## Text section
────────────────
## Compare subtype of property with price
In this project, we will analyze some property data from a CSV file using pandas and plotly.express. The data contains information about the location, type, subtype, area, number of rooms, and price of different properties in Belgium. In this example we will use only subtype and price of properties

### Importing libraries

In [17]:
import pandas as pd
import plotly.express as px

### Loading The Dataset
Next, we load our dataset using pandas' read_csv function.


In [18]:
df = pd.read_csv("property_data.csv")

## Step 1: Data Cleaning
First, we need to clean our data to ensure its quality and enhance the accuracy of our results.

### Removing Duplicates
We start by removing any duplicate rows in the dataset.

In [19]:
df = df.drop_duplicates()

### Stripping Whitespaces
Next, we remove any leading or trailing whitespaces from our string data.

In [20]:
df = df.applymap(lambda x: x.strip() if isinstance(x, str) else x)

### Handling Missing Values
We fill missing values in the 'Price of property in euro' column with 0, and in the 'Subtype of property' column with 'unknown'.

In [21]:
df = df.fillna({'Price of property in euro': 0, 'Subtype of property': 'unknown'})

### Dropping Null Values
Finally, we drop any rows with null values in the 'Price of property in euro' column.



In [22]:
df = df.dropna(subset=['Price of property in euro'])

## Step 2: Data Analysis
Once our data is cleaned, we move on to analyze it.
────────────────
## Dataset
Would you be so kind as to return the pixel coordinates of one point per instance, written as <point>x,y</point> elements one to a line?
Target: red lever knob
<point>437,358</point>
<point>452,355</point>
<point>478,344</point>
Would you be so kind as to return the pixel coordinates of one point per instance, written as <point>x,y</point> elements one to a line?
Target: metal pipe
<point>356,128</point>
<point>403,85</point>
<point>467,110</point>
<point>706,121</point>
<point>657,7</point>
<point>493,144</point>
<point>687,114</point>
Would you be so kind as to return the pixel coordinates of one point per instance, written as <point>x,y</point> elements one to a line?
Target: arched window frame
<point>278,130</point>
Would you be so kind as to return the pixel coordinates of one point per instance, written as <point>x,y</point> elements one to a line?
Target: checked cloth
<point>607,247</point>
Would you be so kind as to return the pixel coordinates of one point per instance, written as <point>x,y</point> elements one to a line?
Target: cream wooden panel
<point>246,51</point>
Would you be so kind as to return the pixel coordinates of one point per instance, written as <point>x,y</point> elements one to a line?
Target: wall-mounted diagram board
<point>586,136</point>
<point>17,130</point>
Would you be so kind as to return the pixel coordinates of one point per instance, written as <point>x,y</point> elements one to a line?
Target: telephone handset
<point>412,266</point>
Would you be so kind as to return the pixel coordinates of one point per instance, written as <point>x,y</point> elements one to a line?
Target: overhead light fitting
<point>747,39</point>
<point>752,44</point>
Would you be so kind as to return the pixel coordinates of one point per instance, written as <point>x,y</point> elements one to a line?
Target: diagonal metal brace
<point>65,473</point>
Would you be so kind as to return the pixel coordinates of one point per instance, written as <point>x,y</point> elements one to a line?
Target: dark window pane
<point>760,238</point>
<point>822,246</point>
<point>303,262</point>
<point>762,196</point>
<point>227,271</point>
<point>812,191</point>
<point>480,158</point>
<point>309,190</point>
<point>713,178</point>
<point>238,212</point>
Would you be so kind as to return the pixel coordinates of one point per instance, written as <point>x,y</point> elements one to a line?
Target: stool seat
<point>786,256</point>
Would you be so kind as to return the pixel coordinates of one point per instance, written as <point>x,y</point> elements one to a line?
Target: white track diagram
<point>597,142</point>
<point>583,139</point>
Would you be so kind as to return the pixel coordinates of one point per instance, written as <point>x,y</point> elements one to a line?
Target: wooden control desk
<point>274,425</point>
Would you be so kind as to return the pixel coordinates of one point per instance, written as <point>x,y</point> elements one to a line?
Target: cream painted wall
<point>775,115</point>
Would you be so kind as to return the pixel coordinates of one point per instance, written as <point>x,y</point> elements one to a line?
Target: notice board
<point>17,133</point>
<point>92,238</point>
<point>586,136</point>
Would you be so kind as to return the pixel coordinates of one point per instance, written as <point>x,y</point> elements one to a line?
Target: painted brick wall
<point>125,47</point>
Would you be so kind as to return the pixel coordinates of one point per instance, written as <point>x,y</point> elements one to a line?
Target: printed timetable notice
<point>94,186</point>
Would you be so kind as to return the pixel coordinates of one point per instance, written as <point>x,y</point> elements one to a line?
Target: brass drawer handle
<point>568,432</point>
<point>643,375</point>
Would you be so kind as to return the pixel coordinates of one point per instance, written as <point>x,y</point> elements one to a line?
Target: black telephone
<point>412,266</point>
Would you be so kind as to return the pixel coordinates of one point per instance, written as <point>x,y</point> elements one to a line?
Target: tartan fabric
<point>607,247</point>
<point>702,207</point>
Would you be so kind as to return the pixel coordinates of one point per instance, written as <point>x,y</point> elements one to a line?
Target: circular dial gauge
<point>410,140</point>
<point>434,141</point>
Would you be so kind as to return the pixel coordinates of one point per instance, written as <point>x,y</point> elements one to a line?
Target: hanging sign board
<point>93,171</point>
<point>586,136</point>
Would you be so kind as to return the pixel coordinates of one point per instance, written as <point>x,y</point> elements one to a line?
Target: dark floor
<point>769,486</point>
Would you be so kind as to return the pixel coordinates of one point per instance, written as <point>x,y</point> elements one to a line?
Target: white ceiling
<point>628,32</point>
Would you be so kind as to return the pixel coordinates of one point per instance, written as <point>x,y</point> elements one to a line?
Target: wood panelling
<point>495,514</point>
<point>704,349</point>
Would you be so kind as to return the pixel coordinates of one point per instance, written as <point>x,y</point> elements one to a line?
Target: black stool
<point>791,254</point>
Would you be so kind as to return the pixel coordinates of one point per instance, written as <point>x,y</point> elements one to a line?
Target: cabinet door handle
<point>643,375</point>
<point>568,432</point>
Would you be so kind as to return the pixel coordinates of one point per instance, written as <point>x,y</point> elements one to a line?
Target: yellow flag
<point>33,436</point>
────────────────
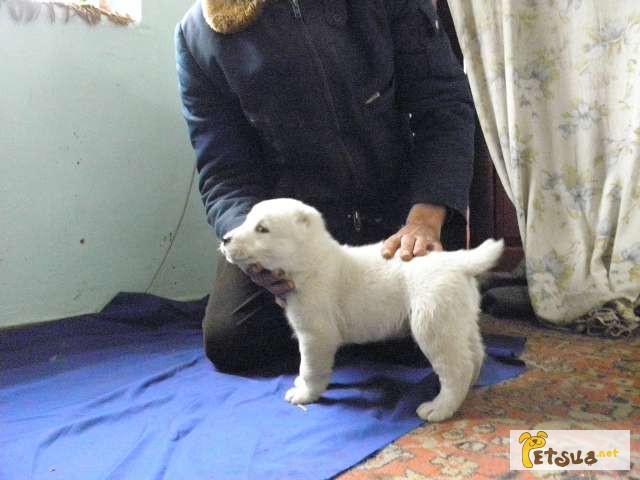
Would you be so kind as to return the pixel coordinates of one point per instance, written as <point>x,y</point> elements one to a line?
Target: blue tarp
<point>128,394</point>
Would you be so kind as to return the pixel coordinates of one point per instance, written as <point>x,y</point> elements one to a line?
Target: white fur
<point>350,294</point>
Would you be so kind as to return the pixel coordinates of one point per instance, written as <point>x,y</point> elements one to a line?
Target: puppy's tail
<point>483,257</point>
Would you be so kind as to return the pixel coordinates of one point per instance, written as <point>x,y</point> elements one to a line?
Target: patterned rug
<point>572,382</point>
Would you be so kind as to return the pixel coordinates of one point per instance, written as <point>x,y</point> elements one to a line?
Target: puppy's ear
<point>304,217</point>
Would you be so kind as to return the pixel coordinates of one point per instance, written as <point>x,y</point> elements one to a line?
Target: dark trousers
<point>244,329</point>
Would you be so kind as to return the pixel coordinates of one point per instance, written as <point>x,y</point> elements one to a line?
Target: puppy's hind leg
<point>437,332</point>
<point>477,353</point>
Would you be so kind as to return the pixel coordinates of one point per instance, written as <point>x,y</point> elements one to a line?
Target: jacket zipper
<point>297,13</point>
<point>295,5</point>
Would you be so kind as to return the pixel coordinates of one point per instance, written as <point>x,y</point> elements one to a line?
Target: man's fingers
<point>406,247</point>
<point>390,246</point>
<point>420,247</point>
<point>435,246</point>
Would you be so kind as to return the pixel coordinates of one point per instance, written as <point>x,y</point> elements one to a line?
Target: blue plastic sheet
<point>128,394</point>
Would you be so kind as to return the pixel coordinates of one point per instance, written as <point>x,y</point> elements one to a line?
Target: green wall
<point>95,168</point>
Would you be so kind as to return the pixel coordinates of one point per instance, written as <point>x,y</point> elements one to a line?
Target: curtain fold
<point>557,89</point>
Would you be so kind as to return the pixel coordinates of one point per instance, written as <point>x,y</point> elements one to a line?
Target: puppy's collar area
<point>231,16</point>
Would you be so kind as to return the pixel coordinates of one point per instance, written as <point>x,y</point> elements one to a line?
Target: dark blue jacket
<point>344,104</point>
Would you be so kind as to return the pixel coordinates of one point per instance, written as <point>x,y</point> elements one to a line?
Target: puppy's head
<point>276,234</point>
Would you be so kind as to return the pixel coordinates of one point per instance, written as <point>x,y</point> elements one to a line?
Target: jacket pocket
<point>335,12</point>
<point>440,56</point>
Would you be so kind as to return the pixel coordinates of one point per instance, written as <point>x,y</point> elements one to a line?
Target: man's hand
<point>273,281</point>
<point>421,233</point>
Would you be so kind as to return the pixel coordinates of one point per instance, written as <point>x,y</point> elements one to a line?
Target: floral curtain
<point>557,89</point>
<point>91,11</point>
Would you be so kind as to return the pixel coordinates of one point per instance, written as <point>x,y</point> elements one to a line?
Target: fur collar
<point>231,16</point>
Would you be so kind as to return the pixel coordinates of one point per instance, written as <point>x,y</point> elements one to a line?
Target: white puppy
────────────────
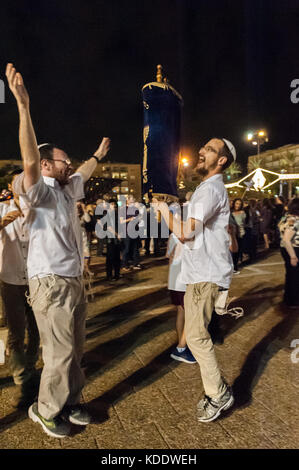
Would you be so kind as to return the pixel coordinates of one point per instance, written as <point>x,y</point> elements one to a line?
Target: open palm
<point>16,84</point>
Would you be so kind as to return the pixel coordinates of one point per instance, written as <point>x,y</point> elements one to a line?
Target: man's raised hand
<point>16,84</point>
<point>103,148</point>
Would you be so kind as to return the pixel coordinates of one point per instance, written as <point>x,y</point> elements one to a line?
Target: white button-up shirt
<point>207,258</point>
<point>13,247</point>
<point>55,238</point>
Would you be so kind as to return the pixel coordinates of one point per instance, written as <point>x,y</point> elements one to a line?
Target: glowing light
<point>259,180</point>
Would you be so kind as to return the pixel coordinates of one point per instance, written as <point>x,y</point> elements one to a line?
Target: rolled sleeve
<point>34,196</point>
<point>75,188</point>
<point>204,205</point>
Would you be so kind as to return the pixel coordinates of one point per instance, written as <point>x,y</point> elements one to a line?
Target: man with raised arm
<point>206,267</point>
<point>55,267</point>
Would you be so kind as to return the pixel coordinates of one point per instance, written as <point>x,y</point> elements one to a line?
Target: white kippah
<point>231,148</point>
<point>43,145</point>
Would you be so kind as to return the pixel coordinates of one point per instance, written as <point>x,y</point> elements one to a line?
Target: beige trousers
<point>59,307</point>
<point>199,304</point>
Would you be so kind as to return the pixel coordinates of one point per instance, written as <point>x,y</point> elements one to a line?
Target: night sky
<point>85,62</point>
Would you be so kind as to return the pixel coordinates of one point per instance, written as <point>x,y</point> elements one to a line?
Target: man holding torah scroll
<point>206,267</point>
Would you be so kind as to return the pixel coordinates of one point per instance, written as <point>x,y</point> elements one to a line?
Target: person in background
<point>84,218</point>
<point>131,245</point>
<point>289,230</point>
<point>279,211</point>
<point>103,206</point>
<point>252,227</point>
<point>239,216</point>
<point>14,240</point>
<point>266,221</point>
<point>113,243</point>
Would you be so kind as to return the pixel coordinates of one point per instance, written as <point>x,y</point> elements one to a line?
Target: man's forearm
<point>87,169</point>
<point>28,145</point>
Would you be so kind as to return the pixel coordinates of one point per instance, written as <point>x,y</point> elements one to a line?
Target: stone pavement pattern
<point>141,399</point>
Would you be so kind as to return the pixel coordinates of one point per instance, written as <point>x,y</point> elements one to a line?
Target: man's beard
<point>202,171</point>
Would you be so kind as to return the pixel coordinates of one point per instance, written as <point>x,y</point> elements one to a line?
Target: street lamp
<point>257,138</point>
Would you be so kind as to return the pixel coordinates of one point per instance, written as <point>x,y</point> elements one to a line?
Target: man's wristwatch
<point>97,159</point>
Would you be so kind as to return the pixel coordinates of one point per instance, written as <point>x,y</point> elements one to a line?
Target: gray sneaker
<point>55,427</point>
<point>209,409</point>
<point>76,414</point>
────────────────
## Problem set
1: From the property data walkthrough, copy the passage that begins with the words containing "### Stripping Whitespaces" and ends with "str) else x)".
2: Check each statement against the property data walkthrough. Answer yes or no and quote the deciding words.
(a) Missing prices are filled with 0.
(b) The dataset is loaded with pandas' read_excel function.
(c) The example uses the location and area of properties.
3: Continue the property data walkthrough from its last sentence.

## The responses
1:
### Stripping Whitespaces
Next, we remove any leading or trailing whitespaces from our string data.

In [20]:
df = df.applymap(lambda x: x.strip() if isinstance(x, str) else x)

2:
(a) Yes: "We fill missing values in the 'Price of property in euro' column with 0"
(b) No: "we load our dataset using pandas' read_csv function"
(c) No: "In this example we will use only subtype and price of properties"

3:
### Grouping Data
First, we group our data by 'Subtype of property' and sort it by the maximum price.

In [23]:
sorted_subtypes = df.groupby('Subtype of property')['Price of property in euro'].mean().sort_values(ascending=False).index


## Data Visualization
We use Plotly to create a Box Plot visualizing how the price of properties varies according to different subtypes of properties. The x-axis represents the 'Subtype of property' and the y-axis represents the 'Price of property in euro'.

In [25]:
fig = px.box(df, x='Subtype of property', y='Price of property in euro',
             category_orders={"Subtype of property": sorted_subtypes},
             color='Subtype of property',
             color_discrete_sequence=px.colors.qualitative.Pastel)

fig.update_layout(
    title={
        'text': "Subtype of Property vs. Price of Property in Euro (Sorted by Average Price)",
        'x': 0.5,
        'font': {'size': 24, 'color': 'black', 'family': 'Arial'}
    },
    xaxis={'title': {'text': 'Subtype of Property', 'font': {'size': 14, 'color': 'black', 'family': 'Arial'}}},
    yaxis={'title': {'text': 'Price of Property in Euro', 'font': {'size': 14, 'color': 'black', 'family': 'Arial'}}},
    boxmode='group',  # Grouped box plots
    width=800,  # Adjust the width of the figure
    height=600,  # Adjust the height of the figure
    plot_bgcolor='rgba(0,0,0,0.02)',  # Light gray background color
    paper_bgcolor='white'  # White background color
)

fig.show()